Task item A
Rewrite the part of the blog post below that starts with "I blog because" and goes on through "to other opinions.", using "anger" in place of "vitriol".
Task item B
Answer these questions using the blog post below:
(i) Which blogger did the writer have an issue with over an opinion of hers?
(ii) What did Benjamin call "The Gay Transsexual"?
(iii) Who is the writer said to have received quite a bit of criticism about?
Task item C
According to the blog post below, why did the writer let the ugly things one individual said pass at first? Answer in one to three sentences.

I blog because it helps remind me of the past and remind me where I came from and how lucky I was and am. All of my posts are my personal opinions and sometimes they grate people the wrong way and well that is what happens when one blogs. I had an issue with another blogger, Aria Blue, over an opinion of hers and hopefully that is over because her last few posts have been less filled with vitriol and she is such a good writer I enjoy reading what she posts whether I agree or not. It may not seem it to some but I am open to other opinions.
Sometimes when I get upset it may seem personal but I try not to be that way but I am human and I can be hurt and I will respond in kind when attacked. I have received quite a bit of criticism about Mikki the Scrabble player but I do not wish her any ill will. I just simply cannot accept what I saw as a transsexual and would like to be wrong but fetish attire kind of doesn't fit but then that is my view. It does not mean one is a bigot if one does not believe a story that by its very appearance questions its validity.
I wrote a post about "The Gay Transsexual" or what Benjamin called the Type VI transsexual or classic feminine transsexual or what others have defined as the effeminate transsexual. The post was about my reflections on being one of those kids defined as the "feminine boy transsexual" and believe me I was not bragging about being that type of transsexual because it wasn't a lot of fun. There are actually people that believe if they can get themselves labeled as a Type VI that it is some badge of honor. Normally they would call such people masochists but personally I would not wish it on my worst enemy.
It was confusing and caused me a lot of pain and I never have understood why I was lucky and friends were not and died. It was strictly about me and nobody else and was not a reflection on anybody or the meaning of life or the truth about their life nor a reflection on "how" transsexual someone is or was yet one individual took it that way and she had some ugly things to say about me which I let pass at first because I still have no idea why this individual was upset.

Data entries
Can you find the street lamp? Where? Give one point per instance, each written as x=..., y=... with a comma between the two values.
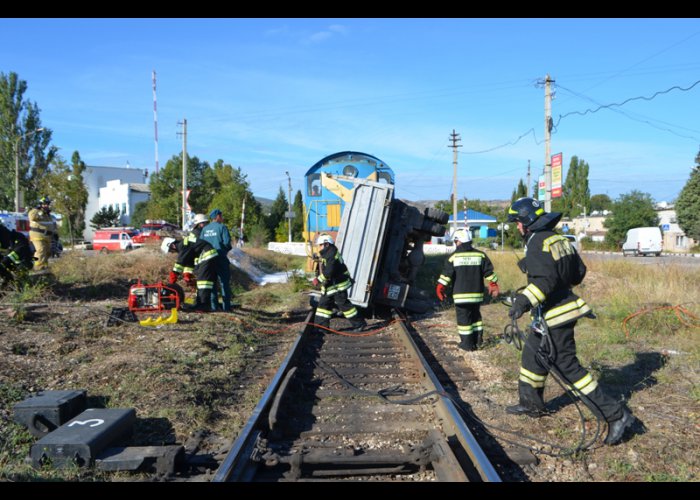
x=17, y=164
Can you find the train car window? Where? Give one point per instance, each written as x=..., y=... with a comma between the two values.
x=314, y=184
x=350, y=171
x=384, y=177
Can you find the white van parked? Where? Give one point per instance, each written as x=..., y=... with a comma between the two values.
x=643, y=241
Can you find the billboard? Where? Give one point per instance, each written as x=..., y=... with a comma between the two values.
x=541, y=188
x=556, y=175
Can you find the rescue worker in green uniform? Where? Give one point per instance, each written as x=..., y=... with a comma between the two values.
x=196, y=261
x=553, y=267
x=468, y=268
x=217, y=234
x=42, y=228
x=20, y=255
x=334, y=278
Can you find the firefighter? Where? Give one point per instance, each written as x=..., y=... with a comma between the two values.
x=20, y=254
x=217, y=234
x=42, y=228
x=553, y=267
x=468, y=268
x=196, y=261
x=334, y=278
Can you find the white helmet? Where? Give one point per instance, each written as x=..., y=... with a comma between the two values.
x=199, y=218
x=324, y=238
x=462, y=235
x=165, y=246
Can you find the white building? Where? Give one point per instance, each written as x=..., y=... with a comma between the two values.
x=123, y=197
x=96, y=178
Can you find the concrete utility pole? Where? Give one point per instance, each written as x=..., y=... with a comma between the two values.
x=547, y=143
x=184, y=171
x=289, y=212
x=19, y=139
x=529, y=182
x=455, y=138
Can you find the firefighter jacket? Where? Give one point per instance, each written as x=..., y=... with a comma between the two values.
x=195, y=255
x=553, y=267
x=468, y=268
x=41, y=225
x=19, y=251
x=333, y=273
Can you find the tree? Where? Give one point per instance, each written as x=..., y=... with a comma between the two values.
x=688, y=203
x=277, y=213
x=635, y=209
x=19, y=120
x=166, y=189
x=600, y=202
x=106, y=217
x=576, y=194
x=64, y=184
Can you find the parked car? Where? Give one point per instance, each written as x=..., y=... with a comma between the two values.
x=111, y=239
x=643, y=241
x=574, y=241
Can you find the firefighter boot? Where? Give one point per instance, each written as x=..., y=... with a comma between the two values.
x=467, y=342
x=616, y=428
x=531, y=402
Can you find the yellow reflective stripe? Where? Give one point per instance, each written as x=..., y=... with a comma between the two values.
x=467, y=298
x=533, y=294
x=567, y=312
x=323, y=313
x=586, y=384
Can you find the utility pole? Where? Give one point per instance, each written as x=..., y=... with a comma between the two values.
x=184, y=171
x=289, y=212
x=547, y=143
x=527, y=186
x=455, y=138
x=240, y=239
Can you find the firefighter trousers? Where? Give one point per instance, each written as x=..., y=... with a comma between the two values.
x=324, y=309
x=469, y=324
x=534, y=370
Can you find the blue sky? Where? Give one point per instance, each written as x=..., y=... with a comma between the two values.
x=276, y=95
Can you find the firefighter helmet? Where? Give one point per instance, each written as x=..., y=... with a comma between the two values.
x=526, y=211
x=324, y=238
x=462, y=235
x=199, y=218
x=167, y=243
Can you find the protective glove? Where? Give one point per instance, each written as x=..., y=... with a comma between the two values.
x=440, y=291
x=519, y=307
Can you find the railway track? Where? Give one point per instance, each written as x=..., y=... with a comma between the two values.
x=346, y=406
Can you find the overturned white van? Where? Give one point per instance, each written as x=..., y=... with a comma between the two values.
x=643, y=241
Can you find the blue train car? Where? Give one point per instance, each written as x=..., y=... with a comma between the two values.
x=325, y=197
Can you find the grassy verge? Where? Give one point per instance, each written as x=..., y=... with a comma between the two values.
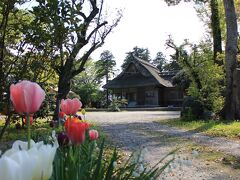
x=210, y=155
x=210, y=127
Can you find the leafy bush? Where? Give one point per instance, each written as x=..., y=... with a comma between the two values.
x=192, y=109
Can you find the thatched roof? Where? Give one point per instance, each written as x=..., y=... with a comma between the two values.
x=145, y=74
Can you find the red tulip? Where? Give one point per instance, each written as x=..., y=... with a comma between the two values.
x=93, y=134
x=70, y=106
x=69, y=121
x=76, y=132
x=63, y=139
x=61, y=115
x=30, y=118
x=26, y=97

Answer area A
I blog because it helps remind me of the past and remind me where I came from and how lucky I was and am. All of my posts are my personal opinions and sometimes they grate people the wrong way and well that is what happens when one blogs. I had an issue with another blogger, Aria Blue, over an opinion of hers and hopefully that is over because her last few posts have been less filled with anger and she is such a good writer I enjoy reading what she posts whether I agree or not. It may not seem it to some but I am open to other opinions.

Answer area B
(i) Aria Blue.
(ii) The Type VI transsexual.
(iii) Mikki the Scrabble player.

Answer area C
The writer let those remarks pass at first because the writer still had no idea why that individual was upset.